● **Passage**:
[Start]

The tallest mountain in the UK (and British Isles) is Ben Nevis, in the Grampian Mountains, Scotland. The longest river is the River Severn which flows from Wales into England. The largest lake by surface area is Lough Neagh in Northern Ireland, though Scotland's Loch Ness has the largest volume.
The geology of the UK is complex and diverse, a result of it being subject to a variety of plate tectonic processes over a very extended period of time. Changing latitude and sea levels have been important factors in the nature of sedimentary sequences, whilst successive continental collisions have affected its geological structure with major faulting and folding being a legacy of each orogeny (mountain-building period), often associated with volcanic activity and the metamorphism of existing rock sequences. As a result of this eventful geological history, the UK shows a rich variety of landscapes.

[End]

● **Given data**:
[Start]

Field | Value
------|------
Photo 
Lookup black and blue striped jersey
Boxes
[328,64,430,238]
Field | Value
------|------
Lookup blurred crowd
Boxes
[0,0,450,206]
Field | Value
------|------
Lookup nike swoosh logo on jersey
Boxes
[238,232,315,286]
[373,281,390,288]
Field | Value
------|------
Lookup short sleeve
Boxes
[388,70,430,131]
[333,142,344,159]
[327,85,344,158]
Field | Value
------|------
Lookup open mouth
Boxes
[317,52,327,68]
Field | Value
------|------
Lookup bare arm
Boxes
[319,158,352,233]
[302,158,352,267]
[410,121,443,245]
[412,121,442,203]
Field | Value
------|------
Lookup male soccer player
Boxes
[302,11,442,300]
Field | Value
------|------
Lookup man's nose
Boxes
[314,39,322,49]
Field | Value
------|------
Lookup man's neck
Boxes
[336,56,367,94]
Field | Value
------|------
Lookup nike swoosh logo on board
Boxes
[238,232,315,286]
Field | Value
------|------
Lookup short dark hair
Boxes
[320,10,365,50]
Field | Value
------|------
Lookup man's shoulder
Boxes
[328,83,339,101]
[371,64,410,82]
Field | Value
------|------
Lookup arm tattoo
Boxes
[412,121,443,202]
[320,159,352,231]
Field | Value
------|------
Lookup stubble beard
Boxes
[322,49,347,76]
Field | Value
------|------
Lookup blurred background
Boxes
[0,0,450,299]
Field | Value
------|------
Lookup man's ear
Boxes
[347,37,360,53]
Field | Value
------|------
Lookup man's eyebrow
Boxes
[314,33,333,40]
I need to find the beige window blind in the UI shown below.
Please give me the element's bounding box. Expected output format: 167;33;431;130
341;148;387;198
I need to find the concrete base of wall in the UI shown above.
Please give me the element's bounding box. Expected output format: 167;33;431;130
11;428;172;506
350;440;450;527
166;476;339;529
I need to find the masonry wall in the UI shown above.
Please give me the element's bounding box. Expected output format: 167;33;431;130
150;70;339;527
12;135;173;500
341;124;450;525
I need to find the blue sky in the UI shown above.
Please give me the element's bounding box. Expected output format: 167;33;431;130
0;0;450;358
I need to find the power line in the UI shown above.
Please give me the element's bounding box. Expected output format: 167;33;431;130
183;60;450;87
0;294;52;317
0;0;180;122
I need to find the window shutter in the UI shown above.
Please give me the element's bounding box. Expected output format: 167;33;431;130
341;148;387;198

[End]
[Start]

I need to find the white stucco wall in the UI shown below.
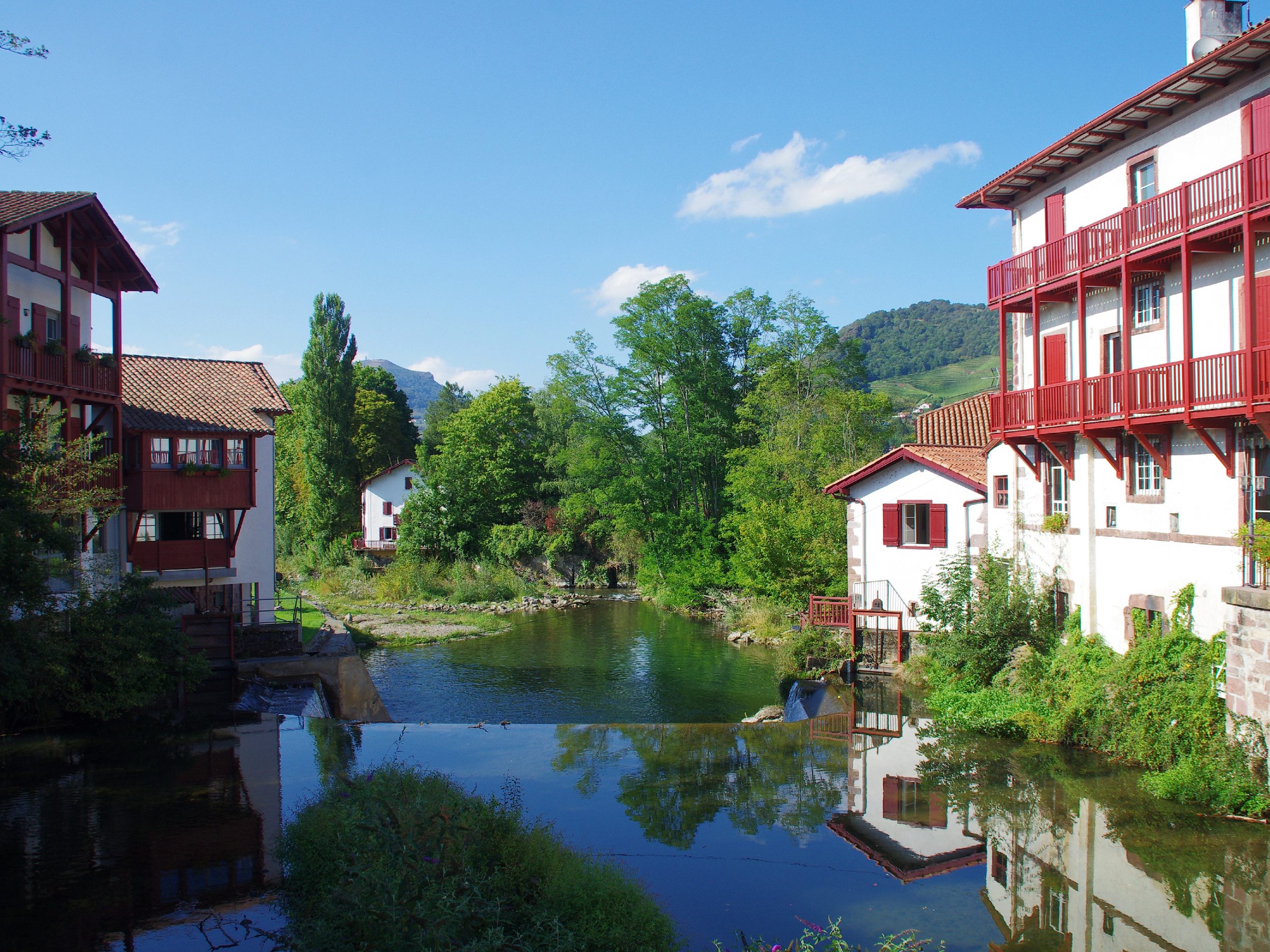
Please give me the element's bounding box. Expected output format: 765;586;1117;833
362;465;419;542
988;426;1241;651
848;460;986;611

[End]

● **Problem statement**:
Extend the passage on the geography and geology of the UK, picking up after its final sentence.

● **Output below**:
The oldest rocks in the British Isles are the Lewisian gneisses, metamorphic rocks found in the far north west of Scotland and in the Hebrides (with a few small outcrops elsewhere), which date from at least 2,700 Ma (Ma = million years ago). South and east of the gneisses are a complex mixture of rocks forming the North West Highlands and Grampian Highlands in Scotland. These are essentially the remains of folded sedimentary rocks that were deposited between 1,000 Ma and 670 Ma over the gneiss on what was then the floor of the Iapetus Ocean.
At 520 Ma, what is now Great Britain was split between two continents; the north of Scotland was located on the continent of Laurentia at about 20° south of the equator, while the rest of the country was on the continent of Gondwana near the Antarctic Circle. In Gondwana, England and Wales were largely submerged under a shallow sea studded with volcanic islands. The remains of these islands underlie much of central England with small outcrops visible in many places.
About 500 Ma southern Britain, the east coast of North America and south-east Newfoundland broke away from Gondwana to form the continent of Avalonia, which by 440 Ma had drifted to about 30° south. During this period north Wales was subject to volcanic activity. The remains of these volcanoes are still visible, one example of which is Rhobell Fawr dating from 510 Ma. Large quantities of volcanic lava and ash known as the Borrowdale Volcanics covered the Lake District and this can still be seen in the form of mountains such as Helvellyn and Scafell Pike.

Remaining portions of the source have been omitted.